### Task requirements
Starting at the line that contains "target: hanging electrical cord", copy each line through the final one exactly as written.

### Named region outline records
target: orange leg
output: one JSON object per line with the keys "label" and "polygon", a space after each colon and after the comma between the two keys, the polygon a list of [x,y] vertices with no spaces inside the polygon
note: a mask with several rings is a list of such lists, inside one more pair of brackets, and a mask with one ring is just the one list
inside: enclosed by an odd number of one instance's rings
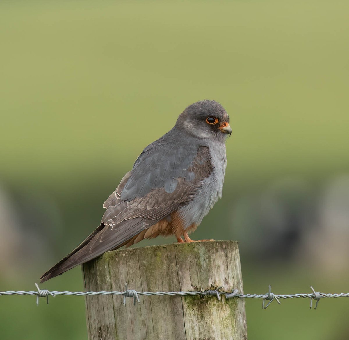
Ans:
{"label": "orange leg", "polygon": [[189,236],[188,234],[188,233],[186,232],[185,231],[183,233],[183,236],[184,237],[185,242],[187,243],[190,242],[202,242],[204,241],[214,241],[214,240],[199,240],[198,241],[194,241],[192,240],[190,237],[189,237]]}

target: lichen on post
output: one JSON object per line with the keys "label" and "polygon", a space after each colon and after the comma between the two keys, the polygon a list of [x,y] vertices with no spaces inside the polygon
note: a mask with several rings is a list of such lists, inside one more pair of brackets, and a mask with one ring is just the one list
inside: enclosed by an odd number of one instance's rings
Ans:
{"label": "lichen on post", "polygon": [[[174,244],[109,252],[83,265],[87,291],[243,293],[237,242]],[[243,299],[214,296],[85,297],[90,340],[247,339]]]}

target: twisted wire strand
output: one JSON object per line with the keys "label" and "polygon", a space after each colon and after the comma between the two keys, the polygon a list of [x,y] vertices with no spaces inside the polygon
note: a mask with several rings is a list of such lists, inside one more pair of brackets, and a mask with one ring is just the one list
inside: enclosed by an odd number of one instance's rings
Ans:
{"label": "twisted wire strand", "polygon": [[[312,302],[313,299],[316,300],[316,305],[315,309],[317,307],[318,303],[320,299],[323,297],[349,297],[349,293],[340,293],[340,294],[331,294],[321,293],[320,292],[316,292],[313,287],[310,287],[313,291],[311,293],[298,293],[291,294],[274,294],[271,292],[271,288],[269,286],[269,290],[268,292],[265,294],[240,294],[237,289],[233,289],[232,292],[220,291],[222,287],[220,287],[217,289],[213,290],[206,290],[203,291],[157,291],[157,292],[140,292],[137,291],[134,289],[129,289],[127,284],[125,284],[125,290],[124,291],[75,291],[71,292],[69,291],[58,291],[53,290],[50,291],[47,289],[40,289],[37,285],[36,283],[36,286],[37,290],[29,291],[28,291],[19,290],[14,291],[13,290],[8,290],[6,291],[0,291],[0,296],[3,295],[25,295],[36,296],[37,297],[37,304],[38,303],[39,298],[46,297],[47,303],[48,304],[48,298],[49,296],[52,297],[57,296],[58,295],[65,295],[66,296],[95,296],[96,295],[114,295],[117,296],[122,296],[124,297],[124,303],[126,303],[126,297],[133,297],[134,299],[134,304],[136,304],[136,302],[140,303],[139,297],[144,295],[146,296],[211,296],[216,297],[218,300],[220,299],[221,296],[224,296],[226,298],[229,299],[233,297],[239,298],[254,298],[262,299],[263,304],[262,308],[263,309],[266,308],[274,300],[280,304],[279,299],[293,299],[298,298],[308,298],[311,299],[310,308],[312,307]],[[265,301],[269,302],[265,306]]]}

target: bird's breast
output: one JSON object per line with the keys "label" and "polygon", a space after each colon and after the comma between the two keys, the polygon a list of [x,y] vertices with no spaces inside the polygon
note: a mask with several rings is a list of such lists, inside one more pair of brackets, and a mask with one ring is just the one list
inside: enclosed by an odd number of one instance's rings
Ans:
{"label": "bird's breast", "polygon": [[185,222],[185,229],[193,224],[199,224],[222,197],[227,166],[225,146],[223,143],[213,143],[209,147],[213,170],[202,180],[193,200],[180,209],[180,213]]}

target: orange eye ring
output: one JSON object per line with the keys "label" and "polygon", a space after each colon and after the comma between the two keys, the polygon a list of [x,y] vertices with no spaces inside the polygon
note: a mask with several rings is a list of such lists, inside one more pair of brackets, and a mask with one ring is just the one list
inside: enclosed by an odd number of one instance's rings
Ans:
{"label": "orange eye ring", "polygon": [[206,118],[206,122],[210,125],[214,125],[218,122],[218,118],[214,117],[207,117]]}

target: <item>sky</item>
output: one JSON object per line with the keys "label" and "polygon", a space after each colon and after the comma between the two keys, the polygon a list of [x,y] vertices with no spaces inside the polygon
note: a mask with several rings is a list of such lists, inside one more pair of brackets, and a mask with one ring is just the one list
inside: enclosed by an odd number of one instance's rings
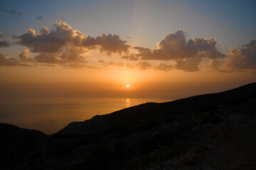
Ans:
{"label": "sky", "polygon": [[0,98],[177,99],[255,82],[255,1],[1,1]]}

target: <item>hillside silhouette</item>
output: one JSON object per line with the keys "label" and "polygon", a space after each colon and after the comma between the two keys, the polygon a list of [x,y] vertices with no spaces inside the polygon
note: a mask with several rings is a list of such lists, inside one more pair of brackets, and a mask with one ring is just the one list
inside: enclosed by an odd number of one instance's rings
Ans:
{"label": "hillside silhouette", "polygon": [[1,123],[1,169],[254,169],[256,83],[147,103],[51,135]]}

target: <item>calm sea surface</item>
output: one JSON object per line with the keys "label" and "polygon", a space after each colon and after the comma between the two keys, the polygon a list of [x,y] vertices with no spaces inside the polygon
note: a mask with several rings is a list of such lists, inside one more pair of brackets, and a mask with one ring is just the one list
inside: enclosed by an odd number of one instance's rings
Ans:
{"label": "calm sea surface", "polygon": [[39,130],[53,134],[68,123],[83,121],[146,102],[161,103],[159,98],[11,98],[0,101],[0,123]]}

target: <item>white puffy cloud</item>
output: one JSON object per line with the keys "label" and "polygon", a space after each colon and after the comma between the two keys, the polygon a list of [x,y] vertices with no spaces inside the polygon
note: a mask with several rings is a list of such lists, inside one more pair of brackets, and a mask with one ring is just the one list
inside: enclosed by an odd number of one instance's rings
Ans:
{"label": "white puffy cloud", "polygon": [[214,60],[223,58],[225,55],[217,50],[215,38],[207,40],[204,38],[195,38],[188,41],[185,32],[178,30],[176,33],[166,35],[164,40],[157,43],[157,49],[135,47],[137,53],[122,56],[129,60],[174,60],[176,69],[187,72],[198,70],[198,65],[203,59]]}

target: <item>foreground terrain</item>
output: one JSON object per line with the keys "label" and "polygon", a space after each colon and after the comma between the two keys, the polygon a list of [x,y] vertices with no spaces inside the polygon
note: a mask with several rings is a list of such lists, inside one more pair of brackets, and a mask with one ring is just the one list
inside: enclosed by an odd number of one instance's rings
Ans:
{"label": "foreground terrain", "polygon": [[1,169],[255,169],[256,83],[147,103],[52,135],[1,123]]}

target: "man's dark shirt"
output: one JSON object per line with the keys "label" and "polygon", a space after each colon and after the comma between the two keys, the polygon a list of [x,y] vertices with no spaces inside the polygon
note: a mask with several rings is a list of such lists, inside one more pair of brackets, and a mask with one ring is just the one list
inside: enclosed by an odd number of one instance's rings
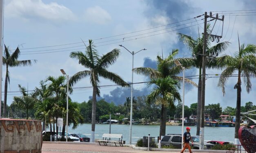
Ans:
{"label": "man's dark shirt", "polygon": [[185,143],[189,143],[189,140],[190,140],[190,133],[185,132],[184,133],[184,134],[183,136],[183,137],[185,137]]}

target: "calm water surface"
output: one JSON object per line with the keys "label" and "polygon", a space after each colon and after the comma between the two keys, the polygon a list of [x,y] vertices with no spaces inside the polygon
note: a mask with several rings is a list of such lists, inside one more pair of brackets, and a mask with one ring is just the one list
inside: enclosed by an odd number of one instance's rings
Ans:
{"label": "calm water surface", "polygon": [[[157,138],[159,134],[160,125],[133,125],[132,137],[142,137],[150,136]],[[184,126],[184,131],[186,126]],[[196,127],[190,127],[190,133],[192,136],[196,134]],[[80,125],[75,129],[71,129],[69,127],[69,133],[91,134],[91,125],[90,124],[84,124]],[[113,134],[122,134],[123,140],[129,142],[130,131],[130,125],[111,125],[111,133]],[[103,133],[109,133],[109,125],[105,124],[96,124],[95,127],[95,135],[98,135],[98,138],[101,139]],[[181,126],[167,126],[166,134],[181,134]],[[219,140],[234,142],[235,135],[235,128],[228,127],[205,127],[205,140]],[[89,136],[89,137],[90,137]],[[98,139],[98,136],[96,136],[95,138]],[[133,138],[132,142],[137,141],[138,138]]]}

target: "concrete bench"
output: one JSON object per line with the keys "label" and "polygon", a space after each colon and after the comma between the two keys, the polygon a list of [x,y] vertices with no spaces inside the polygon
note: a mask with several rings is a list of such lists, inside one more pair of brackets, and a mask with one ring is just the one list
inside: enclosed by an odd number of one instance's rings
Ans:
{"label": "concrete bench", "polygon": [[107,143],[114,143],[116,146],[116,144],[119,144],[120,146],[123,146],[122,142],[122,135],[118,134],[103,134],[102,136],[102,140],[99,140],[98,142],[100,145],[100,142],[103,142],[105,146],[107,146]]}

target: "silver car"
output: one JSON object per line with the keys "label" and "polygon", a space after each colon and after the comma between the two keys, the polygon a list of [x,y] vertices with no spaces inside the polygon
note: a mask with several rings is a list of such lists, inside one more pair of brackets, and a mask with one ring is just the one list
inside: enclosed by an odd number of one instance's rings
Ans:
{"label": "silver car", "polygon": [[[196,136],[191,136],[193,140],[193,144],[191,142],[189,142],[189,145],[191,146],[193,146],[193,149],[199,149],[199,139]],[[162,146],[169,146],[172,145],[178,149],[181,148],[181,140],[182,136],[181,134],[168,134],[165,136],[161,140],[161,145]],[[204,149],[210,149],[214,144],[209,143],[205,143],[204,146]]]}

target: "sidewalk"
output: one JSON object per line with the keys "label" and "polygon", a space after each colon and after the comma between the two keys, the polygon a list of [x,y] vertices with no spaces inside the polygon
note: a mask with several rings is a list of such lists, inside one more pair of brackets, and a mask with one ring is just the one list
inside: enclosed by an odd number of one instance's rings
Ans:
{"label": "sidewalk", "polygon": [[[181,150],[181,149],[180,149]],[[185,153],[189,153],[186,150]],[[43,143],[42,153],[180,153],[180,151],[147,151],[133,149],[127,146],[100,146],[98,144]],[[204,153],[204,152],[200,152]]]}

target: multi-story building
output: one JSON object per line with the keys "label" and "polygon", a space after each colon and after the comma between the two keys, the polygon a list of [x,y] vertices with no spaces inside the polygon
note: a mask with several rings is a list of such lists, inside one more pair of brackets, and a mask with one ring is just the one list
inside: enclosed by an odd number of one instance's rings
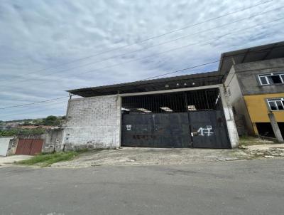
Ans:
{"label": "multi-story building", "polygon": [[284,42],[222,55],[219,70],[235,115],[249,134],[284,137]]}

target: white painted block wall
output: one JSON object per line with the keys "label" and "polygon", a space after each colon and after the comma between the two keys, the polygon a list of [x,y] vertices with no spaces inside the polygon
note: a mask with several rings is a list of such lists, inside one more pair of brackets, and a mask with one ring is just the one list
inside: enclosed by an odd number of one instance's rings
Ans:
{"label": "white painted block wall", "polygon": [[120,98],[106,95],[71,99],[63,145],[115,148],[120,146]]}

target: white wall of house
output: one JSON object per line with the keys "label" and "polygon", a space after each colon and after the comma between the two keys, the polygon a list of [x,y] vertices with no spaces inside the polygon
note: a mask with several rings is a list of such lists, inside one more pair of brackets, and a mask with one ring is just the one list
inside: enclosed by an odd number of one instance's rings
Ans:
{"label": "white wall of house", "polygon": [[65,147],[120,146],[121,98],[117,95],[71,99],[68,102]]}
{"label": "white wall of house", "polygon": [[10,140],[13,137],[0,137],[0,156],[6,156]]}
{"label": "white wall of house", "polygon": [[226,78],[224,86],[228,93],[229,103],[232,107],[234,107],[236,110],[236,114],[244,115],[246,121],[246,127],[248,130],[248,133],[253,134],[253,125],[246,108],[246,103],[244,100],[241,89],[234,65],[231,68]]}

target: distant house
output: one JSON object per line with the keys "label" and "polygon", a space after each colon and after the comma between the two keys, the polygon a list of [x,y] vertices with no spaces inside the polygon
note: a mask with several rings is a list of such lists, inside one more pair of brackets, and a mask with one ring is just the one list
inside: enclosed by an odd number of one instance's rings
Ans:
{"label": "distant house", "polygon": [[284,137],[284,42],[223,53],[219,70],[235,114],[251,135]]}

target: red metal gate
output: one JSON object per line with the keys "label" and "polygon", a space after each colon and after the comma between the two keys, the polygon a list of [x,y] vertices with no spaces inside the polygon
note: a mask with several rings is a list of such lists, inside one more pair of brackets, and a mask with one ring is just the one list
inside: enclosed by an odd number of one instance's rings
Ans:
{"label": "red metal gate", "polygon": [[43,145],[41,139],[19,139],[15,154],[35,155],[41,152]]}

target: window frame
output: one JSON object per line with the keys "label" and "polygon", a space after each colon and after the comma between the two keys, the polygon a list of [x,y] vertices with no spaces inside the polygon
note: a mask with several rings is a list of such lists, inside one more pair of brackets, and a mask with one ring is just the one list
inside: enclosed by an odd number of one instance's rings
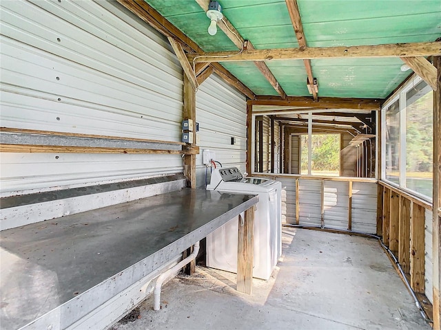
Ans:
{"label": "window frame", "polygon": [[[423,195],[418,191],[410,189],[406,186],[406,112],[407,92],[419,84],[422,79],[416,74],[398,89],[381,107],[381,170],[380,179],[387,184],[399,188],[400,189],[410,193],[418,198],[428,202],[432,202],[433,198]],[[399,184],[396,184],[387,179],[386,177],[386,111],[398,101],[400,111],[400,155],[399,157]],[[433,160],[432,160],[433,162]]]}

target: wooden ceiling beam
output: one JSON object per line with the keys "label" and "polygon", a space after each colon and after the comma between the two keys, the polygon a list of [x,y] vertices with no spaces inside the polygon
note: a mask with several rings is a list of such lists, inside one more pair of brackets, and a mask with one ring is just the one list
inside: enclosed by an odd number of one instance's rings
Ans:
{"label": "wooden ceiling beam", "polygon": [[[289,126],[290,127],[294,127],[298,129],[305,129],[306,132],[308,131],[307,125],[302,125],[302,126],[298,125],[295,124],[296,122],[295,121],[287,121],[287,120],[278,120],[278,121],[285,122],[286,124],[287,124],[287,126]],[[352,126],[347,127],[347,128],[332,127],[332,126],[324,125],[322,124],[314,124],[314,123],[312,125],[312,130],[313,130],[313,133],[317,133],[318,130],[320,130],[320,131],[332,131],[332,132],[340,132],[340,133],[347,132],[347,131],[350,131],[351,133],[360,132],[360,131],[354,129]]]}
{"label": "wooden ceiling beam", "polygon": [[409,65],[413,72],[436,91],[436,68],[424,57],[402,57],[401,60]]}
{"label": "wooden ceiling beam", "polygon": [[[305,36],[305,33],[303,32],[303,25],[302,25],[302,19],[300,18],[300,12],[298,10],[298,6],[297,5],[296,0],[285,0],[287,3],[287,8],[288,8],[288,12],[289,13],[289,16],[291,17],[291,22],[292,23],[293,28],[294,28],[294,32],[296,32],[296,37],[297,38],[297,41],[298,42],[299,47],[302,49],[305,49],[307,47],[306,43],[306,37]],[[308,80],[309,82],[312,84],[314,81],[314,75],[312,74],[312,67],[311,66],[311,60],[303,60],[303,64],[305,65],[305,68],[306,69],[306,74],[308,76]],[[317,92],[313,88],[311,89],[312,96],[314,100],[317,100],[318,96]]]}
{"label": "wooden ceiling beam", "polygon": [[[272,50],[248,50],[189,54],[190,62],[240,62],[244,60],[305,60],[314,58],[383,58],[441,56],[441,42],[391,43],[369,46],[307,47]],[[200,57],[199,57],[200,56]],[[221,57],[223,56],[223,57]],[[227,57],[225,57],[227,56]]]}
{"label": "wooden ceiling beam", "polygon": [[235,87],[243,94],[247,96],[248,98],[250,98],[251,100],[254,100],[256,98],[256,94],[240,80],[233,76],[228,70],[227,70],[227,69],[223,67],[219,63],[212,63],[212,66],[214,68],[214,72],[219,75],[220,78],[228,82],[228,84]]}
{"label": "wooden ceiling beam", "polygon": [[249,100],[249,104],[254,105],[276,105],[286,107],[311,107],[316,109],[354,110],[380,110],[384,100],[373,98],[320,98],[318,102],[305,96],[288,96],[286,100],[272,96],[256,97]]}
{"label": "wooden ceiling beam", "polygon": [[[296,121],[296,122],[308,122],[308,120],[305,118],[290,118],[289,117],[274,117],[274,120],[290,120],[290,121]],[[362,126],[364,124],[360,122],[338,122],[336,120],[325,120],[322,119],[314,119],[312,120],[313,124],[314,122],[317,124],[327,124],[331,125],[346,125],[346,126],[352,126],[356,124],[360,124],[360,126]]]}
{"label": "wooden ceiling beam", "polygon": [[207,69],[207,67],[209,65],[209,63],[197,63],[194,65],[194,74],[197,76],[199,75],[203,71]]}
{"label": "wooden ceiling beam", "polygon": [[[144,0],[116,0],[123,6],[130,10],[135,15],[152,26],[166,37],[175,38],[187,52],[203,53],[202,49],[191,38],[187,36],[179,29],[168,21],[158,11],[150,6]],[[187,57],[188,58],[188,54]],[[192,62],[190,61],[190,63]],[[197,63],[195,65],[196,67]],[[212,63],[216,72],[229,85],[237,88],[239,91],[251,99],[256,97],[256,94],[247,86],[243,84],[233,76],[228,70],[218,63]],[[203,67],[199,67],[199,69]]]}
{"label": "wooden ceiling beam", "polygon": [[[201,6],[205,12],[208,10],[209,0],[196,0],[196,2],[198,3],[199,6]],[[236,30],[234,26],[233,26],[225,16],[222,19],[218,21],[218,26],[239,50],[255,50],[252,43],[249,41],[244,40],[238,31]],[[256,61],[254,64],[276,91],[277,91],[283,98],[286,98],[287,94],[265,62]]]}
{"label": "wooden ceiling beam", "polygon": [[211,76],[211,74],[214,72],[214,68],[213,67],[208,67],[204,71],[203,71],[201,74],[198,75],[196,80],[198,80],[198,84],[201,85],[205,80]]}

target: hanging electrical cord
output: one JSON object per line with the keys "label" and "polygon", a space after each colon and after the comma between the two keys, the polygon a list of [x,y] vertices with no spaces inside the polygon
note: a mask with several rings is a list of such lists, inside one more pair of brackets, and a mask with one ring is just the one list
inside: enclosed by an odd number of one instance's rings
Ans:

### Reply
target: hanging electrical cord
output: one JSON object per line with the keys "label" and "polygon", a space after each colon and after the comma between the two keys, the polygon a list of [x,y] vertices with no spaces inside the polygon
note: a mask with several rings is a list of such lists, inside one more pair of brackets, and a mask with one ring is just the one list
inside: enclosed by an odd number of one instance's rings
Ans:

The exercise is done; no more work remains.